__What you need to do__
Repeat each line of the material below exactly.
*** Recorded information Section Begins ***
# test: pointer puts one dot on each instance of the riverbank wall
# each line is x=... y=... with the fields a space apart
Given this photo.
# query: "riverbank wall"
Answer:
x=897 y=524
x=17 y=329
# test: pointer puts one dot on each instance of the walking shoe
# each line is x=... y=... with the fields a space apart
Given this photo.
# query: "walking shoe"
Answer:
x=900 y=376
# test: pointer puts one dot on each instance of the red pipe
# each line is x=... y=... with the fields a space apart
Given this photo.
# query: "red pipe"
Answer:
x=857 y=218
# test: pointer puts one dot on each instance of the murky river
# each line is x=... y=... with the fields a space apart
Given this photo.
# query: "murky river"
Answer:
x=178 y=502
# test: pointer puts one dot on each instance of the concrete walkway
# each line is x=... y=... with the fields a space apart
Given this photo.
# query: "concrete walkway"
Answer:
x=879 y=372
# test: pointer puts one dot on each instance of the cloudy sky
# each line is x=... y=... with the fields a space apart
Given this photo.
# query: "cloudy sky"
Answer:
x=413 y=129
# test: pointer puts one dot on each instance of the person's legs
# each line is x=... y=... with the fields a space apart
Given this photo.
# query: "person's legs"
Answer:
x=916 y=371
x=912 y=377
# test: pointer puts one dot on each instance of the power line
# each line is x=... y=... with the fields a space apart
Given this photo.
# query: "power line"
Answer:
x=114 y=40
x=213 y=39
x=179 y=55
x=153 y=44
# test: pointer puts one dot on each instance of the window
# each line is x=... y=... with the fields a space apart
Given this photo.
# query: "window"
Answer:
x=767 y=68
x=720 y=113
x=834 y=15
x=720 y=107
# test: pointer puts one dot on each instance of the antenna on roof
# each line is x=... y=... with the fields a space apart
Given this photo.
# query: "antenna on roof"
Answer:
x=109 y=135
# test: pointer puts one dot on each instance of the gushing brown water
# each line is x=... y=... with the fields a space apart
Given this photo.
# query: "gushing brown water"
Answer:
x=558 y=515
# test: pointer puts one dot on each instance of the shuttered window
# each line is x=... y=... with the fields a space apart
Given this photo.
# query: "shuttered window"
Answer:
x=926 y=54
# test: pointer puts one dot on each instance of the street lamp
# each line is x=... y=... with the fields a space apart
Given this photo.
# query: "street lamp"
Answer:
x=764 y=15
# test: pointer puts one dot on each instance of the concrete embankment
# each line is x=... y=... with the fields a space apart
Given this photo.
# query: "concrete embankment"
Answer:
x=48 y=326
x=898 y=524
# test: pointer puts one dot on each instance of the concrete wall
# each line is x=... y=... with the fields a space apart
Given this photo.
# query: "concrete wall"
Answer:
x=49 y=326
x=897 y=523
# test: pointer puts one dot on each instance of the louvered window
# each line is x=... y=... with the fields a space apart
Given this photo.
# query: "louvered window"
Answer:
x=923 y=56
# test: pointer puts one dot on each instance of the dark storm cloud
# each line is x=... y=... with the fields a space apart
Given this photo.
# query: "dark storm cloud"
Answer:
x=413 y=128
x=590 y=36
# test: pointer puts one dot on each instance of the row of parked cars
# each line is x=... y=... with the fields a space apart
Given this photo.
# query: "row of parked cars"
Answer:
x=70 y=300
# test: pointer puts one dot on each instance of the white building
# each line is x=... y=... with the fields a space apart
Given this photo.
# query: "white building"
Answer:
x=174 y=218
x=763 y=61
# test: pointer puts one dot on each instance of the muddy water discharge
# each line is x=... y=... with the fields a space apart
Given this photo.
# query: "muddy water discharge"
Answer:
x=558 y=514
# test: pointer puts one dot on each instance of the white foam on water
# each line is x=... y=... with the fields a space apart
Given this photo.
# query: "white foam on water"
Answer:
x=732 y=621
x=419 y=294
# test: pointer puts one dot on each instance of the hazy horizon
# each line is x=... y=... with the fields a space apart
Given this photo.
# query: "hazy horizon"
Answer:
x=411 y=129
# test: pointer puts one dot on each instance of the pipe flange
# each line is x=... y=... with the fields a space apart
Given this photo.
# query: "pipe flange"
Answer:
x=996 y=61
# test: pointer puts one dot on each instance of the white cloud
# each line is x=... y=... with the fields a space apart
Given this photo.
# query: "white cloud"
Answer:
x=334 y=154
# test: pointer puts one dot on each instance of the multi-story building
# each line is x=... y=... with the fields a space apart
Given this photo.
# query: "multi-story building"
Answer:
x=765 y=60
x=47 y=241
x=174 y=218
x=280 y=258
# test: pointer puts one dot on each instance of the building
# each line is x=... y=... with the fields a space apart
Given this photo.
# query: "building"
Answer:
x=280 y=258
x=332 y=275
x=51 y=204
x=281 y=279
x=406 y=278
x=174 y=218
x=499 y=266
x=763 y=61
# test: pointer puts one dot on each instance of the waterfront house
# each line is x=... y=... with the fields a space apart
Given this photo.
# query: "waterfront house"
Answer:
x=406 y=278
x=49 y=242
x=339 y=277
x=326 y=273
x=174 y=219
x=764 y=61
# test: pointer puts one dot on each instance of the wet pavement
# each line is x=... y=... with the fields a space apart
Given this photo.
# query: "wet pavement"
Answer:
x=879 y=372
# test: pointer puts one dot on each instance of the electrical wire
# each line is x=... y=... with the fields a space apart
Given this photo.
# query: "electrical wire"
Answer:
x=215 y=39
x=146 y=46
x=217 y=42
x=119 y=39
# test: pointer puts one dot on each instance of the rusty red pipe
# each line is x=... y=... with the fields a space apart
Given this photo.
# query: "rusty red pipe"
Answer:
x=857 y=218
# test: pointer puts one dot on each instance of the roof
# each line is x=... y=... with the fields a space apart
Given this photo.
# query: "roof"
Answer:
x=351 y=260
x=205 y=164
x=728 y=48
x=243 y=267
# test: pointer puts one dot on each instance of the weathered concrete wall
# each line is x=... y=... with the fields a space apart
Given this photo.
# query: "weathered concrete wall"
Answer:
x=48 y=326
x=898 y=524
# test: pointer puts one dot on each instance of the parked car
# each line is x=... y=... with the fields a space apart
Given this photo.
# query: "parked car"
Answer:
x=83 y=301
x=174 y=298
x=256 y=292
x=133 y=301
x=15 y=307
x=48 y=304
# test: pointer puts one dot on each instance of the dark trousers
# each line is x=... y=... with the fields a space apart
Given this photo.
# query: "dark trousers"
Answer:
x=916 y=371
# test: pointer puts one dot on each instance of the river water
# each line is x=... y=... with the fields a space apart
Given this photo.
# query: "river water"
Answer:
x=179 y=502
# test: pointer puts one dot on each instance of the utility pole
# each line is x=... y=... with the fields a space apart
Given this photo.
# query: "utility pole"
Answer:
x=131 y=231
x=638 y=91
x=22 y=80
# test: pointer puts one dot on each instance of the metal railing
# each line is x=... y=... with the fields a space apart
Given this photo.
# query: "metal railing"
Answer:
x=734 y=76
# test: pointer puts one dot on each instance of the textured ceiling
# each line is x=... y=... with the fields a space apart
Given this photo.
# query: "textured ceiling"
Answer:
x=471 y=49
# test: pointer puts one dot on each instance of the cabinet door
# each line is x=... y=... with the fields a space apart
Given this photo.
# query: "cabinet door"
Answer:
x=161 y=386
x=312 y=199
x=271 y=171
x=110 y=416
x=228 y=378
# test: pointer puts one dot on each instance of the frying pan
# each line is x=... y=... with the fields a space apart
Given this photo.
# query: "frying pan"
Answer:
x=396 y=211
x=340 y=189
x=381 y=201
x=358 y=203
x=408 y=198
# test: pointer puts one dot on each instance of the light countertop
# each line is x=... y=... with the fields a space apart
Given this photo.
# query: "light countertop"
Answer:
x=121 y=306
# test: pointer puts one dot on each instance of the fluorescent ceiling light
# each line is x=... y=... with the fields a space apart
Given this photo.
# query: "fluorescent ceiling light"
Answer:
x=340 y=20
*** Recorded information Section Ends ***
__The answer__
# test: pointer puts one dot on each instance of the riverbank wall
# each line is x=... y=... with the fields a space apart
Given this photo.
# query: "riverbank wall"
Answer:
x=897 y=524
x=17 y=329
# test: pointer puts one dot on each instance of the walking shoe
# each line is x=... y=... with the fields a space apart
Given this photo.
# query: "walking shoe"
Answer:
x=900 y=376
# test: pointer puts one dot on each instance of the red pipe
# each line is x=... y=... with the fields a space apart
Given this photo.
# query: "red pipe"
Answer:
x=857 y=218
# test: pointer puts one dot on each instance of the murky river
# each line is x=... y=... with the fields a space apart
Given this photo.
# query: "murky river"
Answer:
x=178 y=502
# test: pointer puts one dot on each instance of the concrete walkway
# each line is x=... y=... with the fields a space apart
Given this photo.
# query: "concrete walkway"
Answer:
x=879 y=372
# test: pointer puts one dot on each instance of the cloudy sky
# each line is x=... y=... with the fields a space apart
Given this photo.
# query: "cloudy sky"
Answer:
x=413 y=129
# test: pointer puts one dot on each instance of the person's legs
# each line is x=... y=... with the fields a space apart
Given this photo.
# query: "person's legs"
Answer:
x=916 y=371
x=912 y=377
# test: pointer puts one dot on each instance of the power line
# each line is x=... y=... with the fields a space apart
Given this photo.
# query: "power line"
Answer:
x=114 y=40
x=213 y=39
x=179 y=55
x=153 y=44
# test: pointer puts one dot on each instance of the window
# each line is x=... y=... with the fields a space apart
Given this photo.
# query: "window"
Answer:
x=767 y=68
x=720 y=113
x=834 y=15
x=720 y=107
# test: pointer puts one dot on each instance of the antenna on roof
# each line is x=... y=... with the fields a space apart
Given this photo.
# query: "antenna on roof"
Answer:
x=109 y=135
# test: pointer puts one dot on each instance of the gushing brown water
# each line is x=... y=... with the fields a space apart
Given this photo.
# query: "gushing brown water"
Answer:
x=558 y=515
# test: pointer puts one dot on each instance of the shuttered window
# each line is x=... y=... with the fields a space apart
Given this photo.
# query: "shuttered window"
Answer:
x=926 y=54
# test: pointer puts one dot on each instance of the street lamp
# each line is x=... y=... with the fields a space apart
Given this photo.
# query: "street lamp"
Answer:
x=764 y=15
# test: pointer puts one dot on each instance of the concrete embankment
# each line is x=... y=... with the fields a space apart
Given this photo.
# query: "concrete embankment"
Answer:
x=48 y=326
x=898 y=524
# test: pointer puts one dot on each instance of the concrete wall
# each line is x=... y=... with the fields a space apart
Given this photo.
# query: "concrete wall"
Answer:
x=49 y=326
x=897 y=523
# test: pointer puts one dot on each instance of the louvered window
# each line is x=... y=... with the fields a space apart
Given this photo.
# query: "louvered window"
Answer:
x=923 y=56
# test: pointer puts one dot on each instance of the dark storm cloud
# each line is x=... y=... with the fields a space apart
Given this photo.
# query: "dark storm cloud"
Answer:
x=413 y=128
x=590 y=36
# test: pointer puts one dot on each instance of the row of parked cars
# each line is x=... y=... with the fields a space apart
Given this photo.
# query: "row of parked cars"
Answer:
x=70 y=300
# test: pointer puts one dot on each instance of the white building
# each line is x=... y=... with the fields a space apart
Given this photo.
# query: "white building"
Answer:
x=174 y=218
x=763 y=61
# test: pointer puts one dot on each instance of the muddy water discharge
# each line is x=... y=... with the fields a space apart
Given this photo.
# query: "muddy water discharge"
Answer:
x=558 y=514
# test: pointer puts one dot on each instance of the white foam on water
# each line is x=... y=... with the fields a space apart
Given this photo.
# query: "white foam on water"
Answer:
x=732 y=621
x=419 y=294
# test: pointer puts one dot on each instance of the hazy horizon
# each line is x=... y=... with the fields a space apart
Given this photo.
# query: "hazy horizon"
Answer:
x=411 y=129
# test: pointer puts one dot on each instance of the pipe flange
# each line is x=... y=... with the fields a space apart
Given this photo.
# query: "pipe flange"
Answer:
x=996 y=61
# test: pointer puts one dot on each instance of the white cloud
# each line is x=... y=... with the fields a space apart
Given this photo.
# query: "white cloud"
Answer:
x=334 y=154
# test: pointer puts one dot on each instance of the multi-story building
# each line is x=... y=... with the fields a space apart
Given this photo.
# query: "multi-story building"
Answer:
x=765 y=60
x=47 y=241
x=174 y=218
x=280 y=258
# test: pointer puts one dot on each instance of the building
# each line is x=... y=... with the fields a space apart
Given this photo.
# query: "building"
Answer:
x=280 y=258
x=332 y=275
x=51 y=204
x=281 y=279
x=406 y=278
x=174 y=218
x=499 y=266
x=763 y=61
# test: pointer puts one dot on each instance of the waterfront house
# each line is x=... y=... with the fields a space apart
Given this photo.
# query: "waterfront house"
Answer:
x=406 y=278
x=49 y=242
x=339 y=277
x=326 y=273
x=174 y=219
x=764 y=61
# test: pointer puts one dot on each instance of the wet pavement
# each line is x=... y=... with the fields a space apart
Given this photo.
# query: "wet pavement"
Answer:
x=879 y=372
# test: pointer puts one dot on each instance of the electrical wire
# each line is x=... y=... with the fields a space apart
Given this photo.
# query: "electrical wire"
Answer:
x=215 y=39
x=146 y=46
x=217 y=42
x=119 y=39
# test: pointer puts one dot on each instance of the rusty red pipe
# each line is x=... y=... with the fields a space apart
Given this photo.
# query: "rusty red pipe"
Answer:
x=857 y=218
# test: pointer puts one dot on each instance of the roof
# each line is x=... y=... with the fields a space apart
Given this photo.
# query: "roof"
Answer:
x=351 y=260
x=205 y=164
x=728 y=48
x=243 y=267
# test: pointer puts one dot on each instance of the weathered concrete wall
# each line is x=... y=... with the fields a space apart
Given this photo.
# query: "weathered concrete wall"
Answer:
x=48 y=326
x=898 y=524
# test: pointer puts one dot on each instance of the parked car
# each line is x=... y=... with the fields a space apart
Given this photo.
# query: "parked car"
Answer:
x=83 y=301
x=174 y=298
x=256 y=292
x=133 y=301
x=15 y=307
x=48 y=304
# test: pointer puts one dot on each instance of the dark trousers
# each line is x=... y=... with the fields a space apart
Given this photo.
# query: "dark trousers"
Answer:
x=916 y=371
# test: pointer puts one dot on each instance of the river water
# each line is x=... y=... with the fields a space apart
Given this photo.
# query: "river water"
Answer:
x=179 y=502
# test: pointer puts one dot on each instance of the utility pole
# each line is x=... y=... with the fields a space apart
Given this photo.
# query: "utility pole"
Answer:
x=131 y=231
x=638 y=91
x=22 y=80
# test: pointer puts one dot on each instance of the metal railing
# each line is x=... y=... with the fields a space apart
Given this photo.
# query: "metal railing"
Answer:
x=734 y=76
# test: pointer puts one dot on each instance of the textured ceiling
# each line is x=... y=... with the fields a space apart
Given this photo.
# query: "textured ceiling"
Answer:
x=471 y=49
# test: pointer puts one dot on each instance of the cabinet door
# each line is x=... y=... with the fields a space apart
Given this photo.
# query: "cabinet door"
Answer:
x=161 y=386
x=312 y=199
x=271 y=171
x=110 y=416
x=228 y=378
# test: pointer puts one dot on each instance of the frying pan
# each line is x=... y=... with the fields a space apart
Given this photo.
# query: "frying pan"
Answer:
x=396 y=211
x=340 y=189
x=381 y=201
x=358 y=203
x=408 y=198
# test: pointer puts one dot on each instance of the light countertop
# each line is x=... y=... with the fields a space apart
Given this photo.
# query: "light countertop"
Answer:
x=121 y=306
# test: pointer puts one dot on each instance of the fluorescent ceiling light
# each line is x=... y=... with the fields a space apart
Given this photo.
# query: "fluorescent ceiling light"
Answer:
x=340 y=20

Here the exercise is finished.